TASK INSTRUCTIONS:
Using the data beneath this instruction, retype only the lines from the one that contains "[locate] man's short dark hair (one dot each)" down to the one that contains "[locate] man's face (one dot each)", both included, exactly as they appear.

Collected data entries:
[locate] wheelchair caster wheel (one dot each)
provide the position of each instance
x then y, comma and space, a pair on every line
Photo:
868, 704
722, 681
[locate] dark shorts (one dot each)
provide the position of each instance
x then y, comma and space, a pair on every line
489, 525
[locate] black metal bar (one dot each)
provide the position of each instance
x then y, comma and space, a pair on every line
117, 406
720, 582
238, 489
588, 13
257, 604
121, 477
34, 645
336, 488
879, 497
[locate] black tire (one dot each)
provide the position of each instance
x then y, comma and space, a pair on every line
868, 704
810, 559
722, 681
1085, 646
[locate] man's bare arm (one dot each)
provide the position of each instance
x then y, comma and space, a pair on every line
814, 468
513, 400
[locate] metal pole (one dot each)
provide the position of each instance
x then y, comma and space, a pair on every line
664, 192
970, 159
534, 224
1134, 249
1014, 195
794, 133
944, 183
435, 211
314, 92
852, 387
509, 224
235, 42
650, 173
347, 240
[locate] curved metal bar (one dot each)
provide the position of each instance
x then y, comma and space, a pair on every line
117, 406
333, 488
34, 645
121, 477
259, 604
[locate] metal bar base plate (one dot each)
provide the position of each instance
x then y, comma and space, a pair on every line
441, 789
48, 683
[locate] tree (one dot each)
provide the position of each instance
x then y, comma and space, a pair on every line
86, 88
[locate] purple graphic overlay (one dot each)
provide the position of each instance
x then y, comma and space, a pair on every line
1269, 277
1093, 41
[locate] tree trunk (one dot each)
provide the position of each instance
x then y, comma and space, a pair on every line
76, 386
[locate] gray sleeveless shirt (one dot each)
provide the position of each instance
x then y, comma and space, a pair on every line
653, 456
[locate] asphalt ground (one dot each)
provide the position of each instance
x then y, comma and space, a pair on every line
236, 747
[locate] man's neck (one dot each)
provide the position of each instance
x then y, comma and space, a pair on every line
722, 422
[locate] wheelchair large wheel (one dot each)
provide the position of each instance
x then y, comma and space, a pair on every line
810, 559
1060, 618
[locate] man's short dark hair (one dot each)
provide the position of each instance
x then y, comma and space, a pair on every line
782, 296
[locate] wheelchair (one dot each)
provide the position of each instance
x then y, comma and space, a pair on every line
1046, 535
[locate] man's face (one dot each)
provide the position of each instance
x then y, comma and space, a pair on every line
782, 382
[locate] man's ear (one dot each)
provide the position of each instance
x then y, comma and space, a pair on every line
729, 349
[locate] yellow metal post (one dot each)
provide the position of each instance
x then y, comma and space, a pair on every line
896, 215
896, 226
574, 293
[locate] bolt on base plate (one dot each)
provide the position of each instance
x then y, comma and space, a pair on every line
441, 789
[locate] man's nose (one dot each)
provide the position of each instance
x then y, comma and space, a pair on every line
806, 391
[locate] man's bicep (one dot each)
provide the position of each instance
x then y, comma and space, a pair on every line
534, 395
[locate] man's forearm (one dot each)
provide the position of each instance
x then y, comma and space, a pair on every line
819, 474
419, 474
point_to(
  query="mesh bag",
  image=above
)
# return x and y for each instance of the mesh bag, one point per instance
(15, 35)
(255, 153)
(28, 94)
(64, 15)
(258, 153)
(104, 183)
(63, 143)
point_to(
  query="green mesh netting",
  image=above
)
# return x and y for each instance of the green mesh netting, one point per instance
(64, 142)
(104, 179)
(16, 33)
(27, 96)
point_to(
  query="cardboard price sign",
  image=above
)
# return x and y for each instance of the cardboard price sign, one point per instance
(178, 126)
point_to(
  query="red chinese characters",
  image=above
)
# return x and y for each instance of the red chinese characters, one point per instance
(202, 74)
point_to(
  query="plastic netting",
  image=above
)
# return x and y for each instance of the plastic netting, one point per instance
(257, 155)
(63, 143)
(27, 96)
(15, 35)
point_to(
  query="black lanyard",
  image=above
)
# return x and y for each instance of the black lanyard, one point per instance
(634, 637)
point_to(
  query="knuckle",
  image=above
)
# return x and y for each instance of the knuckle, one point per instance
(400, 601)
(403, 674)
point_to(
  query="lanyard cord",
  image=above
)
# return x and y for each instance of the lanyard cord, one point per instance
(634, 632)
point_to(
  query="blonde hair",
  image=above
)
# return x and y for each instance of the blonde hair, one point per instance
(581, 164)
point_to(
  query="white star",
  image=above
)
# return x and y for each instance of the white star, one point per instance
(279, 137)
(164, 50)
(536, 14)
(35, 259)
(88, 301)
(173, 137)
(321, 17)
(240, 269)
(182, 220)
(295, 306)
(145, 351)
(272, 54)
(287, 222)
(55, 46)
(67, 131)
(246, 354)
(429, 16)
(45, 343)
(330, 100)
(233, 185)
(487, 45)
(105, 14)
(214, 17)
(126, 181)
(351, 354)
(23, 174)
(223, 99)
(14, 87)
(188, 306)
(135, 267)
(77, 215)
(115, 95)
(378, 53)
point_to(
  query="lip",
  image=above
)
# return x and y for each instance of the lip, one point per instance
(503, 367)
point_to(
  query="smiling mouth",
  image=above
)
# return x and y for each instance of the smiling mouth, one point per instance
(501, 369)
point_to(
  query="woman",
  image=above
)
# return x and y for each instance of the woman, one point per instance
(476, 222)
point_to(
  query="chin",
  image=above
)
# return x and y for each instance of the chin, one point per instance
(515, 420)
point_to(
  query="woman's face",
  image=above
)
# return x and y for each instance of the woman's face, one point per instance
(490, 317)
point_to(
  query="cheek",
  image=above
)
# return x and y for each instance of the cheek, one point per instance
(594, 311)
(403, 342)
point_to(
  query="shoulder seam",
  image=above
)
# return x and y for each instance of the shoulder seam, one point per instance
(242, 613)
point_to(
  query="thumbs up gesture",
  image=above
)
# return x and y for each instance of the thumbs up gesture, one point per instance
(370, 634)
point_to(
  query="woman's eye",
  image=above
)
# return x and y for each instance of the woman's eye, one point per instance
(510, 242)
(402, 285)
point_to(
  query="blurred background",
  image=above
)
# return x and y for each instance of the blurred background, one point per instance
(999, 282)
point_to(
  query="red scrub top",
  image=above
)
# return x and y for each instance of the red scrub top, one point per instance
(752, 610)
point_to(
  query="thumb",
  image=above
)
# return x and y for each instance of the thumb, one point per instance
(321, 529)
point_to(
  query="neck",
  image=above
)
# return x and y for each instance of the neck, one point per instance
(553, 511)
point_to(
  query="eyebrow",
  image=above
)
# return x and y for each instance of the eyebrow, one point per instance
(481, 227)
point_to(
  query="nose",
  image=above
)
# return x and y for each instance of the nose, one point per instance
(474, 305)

RESPONSE FOR THIS EXERCISE:
[locate] man's short dark hair (one dot each)
provide the position of each instance
x then y, comma and space, a pair on every line
782, 296
[locate] wheelchair (one dot each)
provide the position of each instance
x then y, comma and space, a pair on every line
1046, 535
[locate] man's face (one dot each)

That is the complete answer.